Data records:
▽

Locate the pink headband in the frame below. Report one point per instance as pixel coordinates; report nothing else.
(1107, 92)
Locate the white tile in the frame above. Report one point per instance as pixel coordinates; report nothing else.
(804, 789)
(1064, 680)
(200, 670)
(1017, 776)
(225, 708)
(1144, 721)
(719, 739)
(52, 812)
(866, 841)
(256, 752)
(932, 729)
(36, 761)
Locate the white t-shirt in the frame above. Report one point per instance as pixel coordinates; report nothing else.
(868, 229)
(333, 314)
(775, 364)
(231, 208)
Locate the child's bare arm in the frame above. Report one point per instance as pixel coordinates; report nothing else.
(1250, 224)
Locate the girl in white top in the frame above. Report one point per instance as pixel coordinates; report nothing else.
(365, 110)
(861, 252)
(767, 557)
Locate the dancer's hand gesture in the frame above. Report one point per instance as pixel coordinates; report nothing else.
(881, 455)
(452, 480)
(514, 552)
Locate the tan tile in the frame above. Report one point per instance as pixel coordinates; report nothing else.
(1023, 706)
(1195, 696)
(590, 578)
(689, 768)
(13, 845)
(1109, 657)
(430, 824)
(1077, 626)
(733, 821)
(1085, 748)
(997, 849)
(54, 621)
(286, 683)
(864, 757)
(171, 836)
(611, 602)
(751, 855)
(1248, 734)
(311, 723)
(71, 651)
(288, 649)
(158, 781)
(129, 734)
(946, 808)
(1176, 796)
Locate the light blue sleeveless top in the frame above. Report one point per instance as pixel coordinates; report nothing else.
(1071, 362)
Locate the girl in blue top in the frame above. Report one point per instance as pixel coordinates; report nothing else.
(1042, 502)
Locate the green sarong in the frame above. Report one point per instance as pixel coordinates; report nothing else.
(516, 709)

△

Switch "frame" to "scene" in everything from the line containing "Locate the tan" down to the end of the listing, leaving all else unchanged. Give back only those lines.

Locate the tan tile in the scene above. Report one point per instance as pixel coordinates; report nothing else.
(1023, 706)
(1195, 696)
(590, 578)
(689, 768)
(13, 845)
(1109, 657)
(430, 824)
(1077, 626)
(733, 821)
(1085, 748)
(997, 849)
(54, 621)
(286, 683)
(864, 757)
(171, 836)
(611, 602)
(751, 855)
(1248, 734)
(311, 723)
(71, 651)
(288, 649)
(158, 781)
(129, 734)
(946, 808)
(1176, 796)
Locate the light blue sleeveless top in the scene above. Report one point per instance as pixel coordinates; report nothing else.
(1071, 362)
Locate the girl in blue top in the scene above. Report one point per instance as pixel coordinates; report nothing else.
(1042, 502)
Locate the green sarong in the scene above. Report one point per instance as pixel coordinates; report nothing else.
(516, 709)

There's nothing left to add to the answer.